■ **WHAT YOU HAVE TO DO**
From the entries below, copy every line where the string "cloud" appears.
________________
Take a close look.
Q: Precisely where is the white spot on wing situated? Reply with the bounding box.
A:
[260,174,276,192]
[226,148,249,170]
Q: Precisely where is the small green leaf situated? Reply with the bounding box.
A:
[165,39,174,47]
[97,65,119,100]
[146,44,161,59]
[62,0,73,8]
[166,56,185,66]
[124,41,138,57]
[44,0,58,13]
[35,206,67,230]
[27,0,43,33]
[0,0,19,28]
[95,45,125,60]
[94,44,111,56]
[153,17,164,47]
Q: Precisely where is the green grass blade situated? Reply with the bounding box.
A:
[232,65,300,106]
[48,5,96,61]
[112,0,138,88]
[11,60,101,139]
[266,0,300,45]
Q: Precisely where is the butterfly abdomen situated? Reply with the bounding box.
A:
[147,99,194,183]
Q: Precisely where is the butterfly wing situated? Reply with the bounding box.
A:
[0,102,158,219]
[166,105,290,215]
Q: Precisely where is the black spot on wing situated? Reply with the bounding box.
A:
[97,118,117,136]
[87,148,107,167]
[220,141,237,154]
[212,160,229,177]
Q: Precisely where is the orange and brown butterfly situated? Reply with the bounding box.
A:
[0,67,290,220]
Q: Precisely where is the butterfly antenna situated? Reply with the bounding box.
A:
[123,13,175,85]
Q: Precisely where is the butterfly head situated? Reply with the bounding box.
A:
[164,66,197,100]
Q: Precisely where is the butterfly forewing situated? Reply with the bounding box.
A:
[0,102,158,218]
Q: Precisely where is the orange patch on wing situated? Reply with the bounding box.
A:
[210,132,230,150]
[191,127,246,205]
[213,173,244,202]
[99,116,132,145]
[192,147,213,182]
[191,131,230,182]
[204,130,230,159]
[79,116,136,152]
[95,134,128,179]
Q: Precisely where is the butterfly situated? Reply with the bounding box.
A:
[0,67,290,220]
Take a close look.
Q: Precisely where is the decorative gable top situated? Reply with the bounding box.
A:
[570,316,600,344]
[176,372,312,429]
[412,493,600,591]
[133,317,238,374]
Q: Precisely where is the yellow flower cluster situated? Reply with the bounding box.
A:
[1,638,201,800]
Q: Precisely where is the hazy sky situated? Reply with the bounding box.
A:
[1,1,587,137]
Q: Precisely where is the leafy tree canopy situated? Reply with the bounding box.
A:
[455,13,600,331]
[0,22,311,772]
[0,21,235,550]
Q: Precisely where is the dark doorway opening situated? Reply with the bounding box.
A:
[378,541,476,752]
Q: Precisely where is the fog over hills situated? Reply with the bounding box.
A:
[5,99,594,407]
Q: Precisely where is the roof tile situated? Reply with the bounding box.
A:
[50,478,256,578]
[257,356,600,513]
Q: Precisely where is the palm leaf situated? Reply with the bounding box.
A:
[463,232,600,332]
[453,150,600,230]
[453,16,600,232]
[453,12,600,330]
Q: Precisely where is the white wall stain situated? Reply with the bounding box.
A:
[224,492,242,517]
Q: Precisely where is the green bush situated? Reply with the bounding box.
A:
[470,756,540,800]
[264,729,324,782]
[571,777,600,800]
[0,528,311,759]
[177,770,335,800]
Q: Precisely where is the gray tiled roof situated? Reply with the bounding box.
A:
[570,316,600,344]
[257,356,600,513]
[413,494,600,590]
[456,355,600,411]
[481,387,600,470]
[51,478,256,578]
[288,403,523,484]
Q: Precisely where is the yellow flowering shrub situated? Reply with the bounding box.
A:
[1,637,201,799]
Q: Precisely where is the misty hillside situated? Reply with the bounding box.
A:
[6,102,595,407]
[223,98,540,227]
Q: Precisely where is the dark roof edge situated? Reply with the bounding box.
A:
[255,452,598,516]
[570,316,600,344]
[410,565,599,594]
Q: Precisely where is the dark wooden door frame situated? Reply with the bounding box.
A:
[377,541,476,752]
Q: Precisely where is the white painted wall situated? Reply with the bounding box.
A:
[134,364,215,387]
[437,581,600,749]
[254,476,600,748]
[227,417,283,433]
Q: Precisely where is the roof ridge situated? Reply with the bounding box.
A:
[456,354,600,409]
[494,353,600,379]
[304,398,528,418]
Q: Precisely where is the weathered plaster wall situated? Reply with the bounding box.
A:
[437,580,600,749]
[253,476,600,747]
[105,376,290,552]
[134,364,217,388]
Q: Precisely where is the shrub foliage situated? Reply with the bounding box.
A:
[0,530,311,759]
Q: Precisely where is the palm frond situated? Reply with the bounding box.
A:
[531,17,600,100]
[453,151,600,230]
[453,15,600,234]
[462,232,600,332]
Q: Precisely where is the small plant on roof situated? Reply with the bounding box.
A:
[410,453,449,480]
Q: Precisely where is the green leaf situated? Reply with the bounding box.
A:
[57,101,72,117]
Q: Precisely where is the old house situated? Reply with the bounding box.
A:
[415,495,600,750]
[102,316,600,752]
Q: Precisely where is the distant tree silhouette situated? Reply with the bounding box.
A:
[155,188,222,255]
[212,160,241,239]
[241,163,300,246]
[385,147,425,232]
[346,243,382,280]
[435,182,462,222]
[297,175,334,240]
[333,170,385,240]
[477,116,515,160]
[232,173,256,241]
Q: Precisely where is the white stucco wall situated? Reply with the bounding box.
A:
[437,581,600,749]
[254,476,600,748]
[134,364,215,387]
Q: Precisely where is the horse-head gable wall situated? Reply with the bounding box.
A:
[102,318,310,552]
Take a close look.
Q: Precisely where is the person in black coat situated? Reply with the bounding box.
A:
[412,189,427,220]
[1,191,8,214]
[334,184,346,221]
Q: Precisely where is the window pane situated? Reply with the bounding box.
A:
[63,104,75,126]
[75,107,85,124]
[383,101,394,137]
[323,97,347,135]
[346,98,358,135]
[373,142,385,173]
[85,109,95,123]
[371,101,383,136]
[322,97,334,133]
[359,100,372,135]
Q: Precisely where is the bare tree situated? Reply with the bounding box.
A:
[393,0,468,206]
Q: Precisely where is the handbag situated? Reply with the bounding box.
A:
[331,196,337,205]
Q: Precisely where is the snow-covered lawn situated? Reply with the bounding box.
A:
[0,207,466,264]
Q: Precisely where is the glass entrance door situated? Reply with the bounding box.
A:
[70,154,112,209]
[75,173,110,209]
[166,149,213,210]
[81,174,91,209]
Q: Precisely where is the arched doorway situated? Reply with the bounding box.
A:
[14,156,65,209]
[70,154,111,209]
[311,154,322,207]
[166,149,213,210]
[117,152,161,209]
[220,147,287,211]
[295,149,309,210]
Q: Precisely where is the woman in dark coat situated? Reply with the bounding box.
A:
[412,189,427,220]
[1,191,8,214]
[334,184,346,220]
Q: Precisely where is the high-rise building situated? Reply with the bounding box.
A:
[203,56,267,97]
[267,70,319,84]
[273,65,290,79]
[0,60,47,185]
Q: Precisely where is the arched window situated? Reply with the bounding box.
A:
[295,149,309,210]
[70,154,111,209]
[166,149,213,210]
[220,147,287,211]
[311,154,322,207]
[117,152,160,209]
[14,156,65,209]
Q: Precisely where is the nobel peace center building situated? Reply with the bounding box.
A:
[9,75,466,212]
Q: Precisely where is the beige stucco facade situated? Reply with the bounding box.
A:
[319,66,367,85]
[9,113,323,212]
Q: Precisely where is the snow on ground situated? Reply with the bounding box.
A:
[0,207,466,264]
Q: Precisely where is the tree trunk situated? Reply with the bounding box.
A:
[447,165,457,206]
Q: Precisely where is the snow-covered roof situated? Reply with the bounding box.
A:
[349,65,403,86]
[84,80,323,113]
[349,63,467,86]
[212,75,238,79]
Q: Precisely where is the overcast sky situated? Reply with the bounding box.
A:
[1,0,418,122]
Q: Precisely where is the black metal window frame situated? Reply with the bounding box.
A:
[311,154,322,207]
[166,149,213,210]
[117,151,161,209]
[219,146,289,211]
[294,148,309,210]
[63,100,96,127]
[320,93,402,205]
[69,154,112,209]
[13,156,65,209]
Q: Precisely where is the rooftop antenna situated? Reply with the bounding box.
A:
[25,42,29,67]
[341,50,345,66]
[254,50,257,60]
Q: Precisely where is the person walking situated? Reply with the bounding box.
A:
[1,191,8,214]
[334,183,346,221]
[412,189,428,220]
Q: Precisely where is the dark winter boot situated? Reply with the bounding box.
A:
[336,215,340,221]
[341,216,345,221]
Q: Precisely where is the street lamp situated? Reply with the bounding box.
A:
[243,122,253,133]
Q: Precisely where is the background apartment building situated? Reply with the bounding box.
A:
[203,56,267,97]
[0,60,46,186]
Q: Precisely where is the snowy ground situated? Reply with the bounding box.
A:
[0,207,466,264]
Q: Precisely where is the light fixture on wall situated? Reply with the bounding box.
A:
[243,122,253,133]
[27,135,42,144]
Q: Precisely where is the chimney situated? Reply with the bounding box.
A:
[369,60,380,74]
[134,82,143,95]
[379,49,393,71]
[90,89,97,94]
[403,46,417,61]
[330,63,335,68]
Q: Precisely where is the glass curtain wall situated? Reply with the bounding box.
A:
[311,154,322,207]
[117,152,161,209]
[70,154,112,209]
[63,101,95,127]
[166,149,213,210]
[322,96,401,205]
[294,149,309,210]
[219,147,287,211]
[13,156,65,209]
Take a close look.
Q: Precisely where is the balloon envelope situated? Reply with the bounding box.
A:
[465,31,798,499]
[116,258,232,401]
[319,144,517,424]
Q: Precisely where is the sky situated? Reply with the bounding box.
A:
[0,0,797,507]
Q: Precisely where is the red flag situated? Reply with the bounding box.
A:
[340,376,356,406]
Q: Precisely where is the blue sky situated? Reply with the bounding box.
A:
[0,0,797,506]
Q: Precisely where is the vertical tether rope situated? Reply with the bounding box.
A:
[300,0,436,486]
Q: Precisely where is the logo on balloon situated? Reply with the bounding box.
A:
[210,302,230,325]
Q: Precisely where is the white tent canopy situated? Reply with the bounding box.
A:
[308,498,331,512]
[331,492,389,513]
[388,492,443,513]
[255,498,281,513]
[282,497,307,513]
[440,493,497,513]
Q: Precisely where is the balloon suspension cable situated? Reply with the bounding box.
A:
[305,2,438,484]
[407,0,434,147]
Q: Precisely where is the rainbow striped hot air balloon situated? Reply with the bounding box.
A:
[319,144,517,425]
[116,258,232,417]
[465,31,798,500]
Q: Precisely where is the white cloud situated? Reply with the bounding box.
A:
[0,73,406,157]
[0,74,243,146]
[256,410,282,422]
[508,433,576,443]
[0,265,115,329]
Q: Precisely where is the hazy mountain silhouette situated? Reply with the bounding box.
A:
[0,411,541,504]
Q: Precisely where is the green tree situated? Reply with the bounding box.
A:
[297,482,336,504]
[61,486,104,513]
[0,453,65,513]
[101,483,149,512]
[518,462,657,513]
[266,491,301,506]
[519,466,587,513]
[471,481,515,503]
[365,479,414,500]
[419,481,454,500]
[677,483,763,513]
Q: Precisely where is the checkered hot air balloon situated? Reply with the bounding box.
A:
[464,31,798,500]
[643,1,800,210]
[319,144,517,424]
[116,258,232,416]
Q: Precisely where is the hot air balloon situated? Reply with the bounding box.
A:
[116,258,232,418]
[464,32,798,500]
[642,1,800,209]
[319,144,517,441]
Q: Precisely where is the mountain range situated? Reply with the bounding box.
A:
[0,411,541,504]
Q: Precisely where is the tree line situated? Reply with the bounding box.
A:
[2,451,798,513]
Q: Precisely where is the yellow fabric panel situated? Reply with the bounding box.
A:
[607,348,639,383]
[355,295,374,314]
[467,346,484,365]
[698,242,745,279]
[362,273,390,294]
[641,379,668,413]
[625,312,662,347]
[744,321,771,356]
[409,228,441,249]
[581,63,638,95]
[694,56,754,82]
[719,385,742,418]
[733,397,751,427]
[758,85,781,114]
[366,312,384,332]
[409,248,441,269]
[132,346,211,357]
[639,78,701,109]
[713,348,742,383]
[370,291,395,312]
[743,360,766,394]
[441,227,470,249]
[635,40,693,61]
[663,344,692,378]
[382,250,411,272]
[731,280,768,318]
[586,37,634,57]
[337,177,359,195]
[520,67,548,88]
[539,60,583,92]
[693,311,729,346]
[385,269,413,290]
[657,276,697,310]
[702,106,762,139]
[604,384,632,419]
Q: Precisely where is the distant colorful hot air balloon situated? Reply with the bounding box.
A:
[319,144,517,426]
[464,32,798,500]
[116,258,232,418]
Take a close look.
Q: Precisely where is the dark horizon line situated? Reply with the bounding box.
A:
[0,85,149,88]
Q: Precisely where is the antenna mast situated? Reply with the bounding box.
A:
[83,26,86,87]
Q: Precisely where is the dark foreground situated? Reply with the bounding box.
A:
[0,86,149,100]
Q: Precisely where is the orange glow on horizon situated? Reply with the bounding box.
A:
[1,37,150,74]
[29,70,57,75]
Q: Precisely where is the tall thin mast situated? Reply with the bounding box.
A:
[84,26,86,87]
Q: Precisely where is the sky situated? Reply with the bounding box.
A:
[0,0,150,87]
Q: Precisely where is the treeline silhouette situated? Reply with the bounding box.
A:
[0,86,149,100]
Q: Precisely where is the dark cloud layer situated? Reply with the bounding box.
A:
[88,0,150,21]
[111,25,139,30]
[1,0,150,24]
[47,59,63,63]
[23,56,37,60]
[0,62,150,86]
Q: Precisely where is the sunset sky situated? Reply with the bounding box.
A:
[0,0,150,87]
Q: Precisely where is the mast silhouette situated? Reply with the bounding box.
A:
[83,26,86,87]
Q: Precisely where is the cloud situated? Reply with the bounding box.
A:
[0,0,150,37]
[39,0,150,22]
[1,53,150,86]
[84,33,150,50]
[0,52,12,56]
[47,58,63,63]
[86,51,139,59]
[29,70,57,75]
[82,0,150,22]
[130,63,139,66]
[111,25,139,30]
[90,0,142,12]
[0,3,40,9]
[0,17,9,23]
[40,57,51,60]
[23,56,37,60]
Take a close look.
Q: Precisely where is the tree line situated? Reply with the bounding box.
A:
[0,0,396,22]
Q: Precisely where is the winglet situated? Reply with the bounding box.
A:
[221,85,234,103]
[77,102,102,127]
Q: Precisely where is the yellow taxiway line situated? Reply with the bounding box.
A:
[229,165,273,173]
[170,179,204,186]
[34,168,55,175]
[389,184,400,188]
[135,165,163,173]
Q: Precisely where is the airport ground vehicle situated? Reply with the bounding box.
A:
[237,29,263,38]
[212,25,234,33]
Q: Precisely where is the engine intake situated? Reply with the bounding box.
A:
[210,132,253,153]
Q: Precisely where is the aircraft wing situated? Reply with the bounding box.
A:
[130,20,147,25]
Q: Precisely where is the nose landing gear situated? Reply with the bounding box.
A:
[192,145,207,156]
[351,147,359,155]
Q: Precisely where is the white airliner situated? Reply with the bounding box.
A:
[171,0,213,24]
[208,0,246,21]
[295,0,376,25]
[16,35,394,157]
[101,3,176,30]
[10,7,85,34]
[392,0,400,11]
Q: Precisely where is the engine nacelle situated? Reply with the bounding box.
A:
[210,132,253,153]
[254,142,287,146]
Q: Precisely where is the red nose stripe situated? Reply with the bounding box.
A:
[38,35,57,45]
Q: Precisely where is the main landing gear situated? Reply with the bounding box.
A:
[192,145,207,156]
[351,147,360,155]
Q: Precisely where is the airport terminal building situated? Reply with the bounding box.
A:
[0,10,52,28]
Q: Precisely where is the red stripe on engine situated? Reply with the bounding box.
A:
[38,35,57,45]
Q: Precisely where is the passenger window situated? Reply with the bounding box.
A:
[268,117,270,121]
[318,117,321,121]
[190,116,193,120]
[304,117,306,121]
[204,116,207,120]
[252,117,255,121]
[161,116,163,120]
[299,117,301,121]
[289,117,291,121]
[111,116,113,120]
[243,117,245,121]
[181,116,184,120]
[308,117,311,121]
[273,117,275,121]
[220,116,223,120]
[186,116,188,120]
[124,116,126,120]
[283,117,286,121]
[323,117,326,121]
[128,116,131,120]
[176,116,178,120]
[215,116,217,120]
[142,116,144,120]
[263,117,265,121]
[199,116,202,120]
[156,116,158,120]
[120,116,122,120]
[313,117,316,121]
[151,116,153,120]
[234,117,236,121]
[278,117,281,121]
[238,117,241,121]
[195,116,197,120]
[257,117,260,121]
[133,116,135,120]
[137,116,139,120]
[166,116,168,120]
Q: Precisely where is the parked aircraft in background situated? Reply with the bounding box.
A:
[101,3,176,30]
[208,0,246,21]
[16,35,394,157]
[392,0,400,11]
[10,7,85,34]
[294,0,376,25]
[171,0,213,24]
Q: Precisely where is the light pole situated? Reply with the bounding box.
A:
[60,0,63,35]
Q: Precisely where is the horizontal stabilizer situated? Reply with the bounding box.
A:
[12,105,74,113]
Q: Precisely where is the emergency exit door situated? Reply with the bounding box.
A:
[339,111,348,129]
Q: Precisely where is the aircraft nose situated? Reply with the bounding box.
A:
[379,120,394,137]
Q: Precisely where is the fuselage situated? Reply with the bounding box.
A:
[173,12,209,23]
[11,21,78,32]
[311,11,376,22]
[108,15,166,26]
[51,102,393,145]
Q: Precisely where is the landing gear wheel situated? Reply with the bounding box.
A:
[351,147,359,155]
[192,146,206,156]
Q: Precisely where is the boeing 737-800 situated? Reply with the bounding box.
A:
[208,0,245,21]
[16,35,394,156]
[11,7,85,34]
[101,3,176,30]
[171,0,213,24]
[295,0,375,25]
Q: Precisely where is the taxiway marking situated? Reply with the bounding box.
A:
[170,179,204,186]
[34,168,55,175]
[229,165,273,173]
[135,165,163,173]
________________
■ **RESPONSE TO THE EXERCISE**
Q: Precisely where is the white cloud situated? Reply with the bounding box.
Q: Precisely where is the dark cloud layer situated? Reply with the bounding box.
Q: Precisely where is the cloud situated? Reply with the bounding box.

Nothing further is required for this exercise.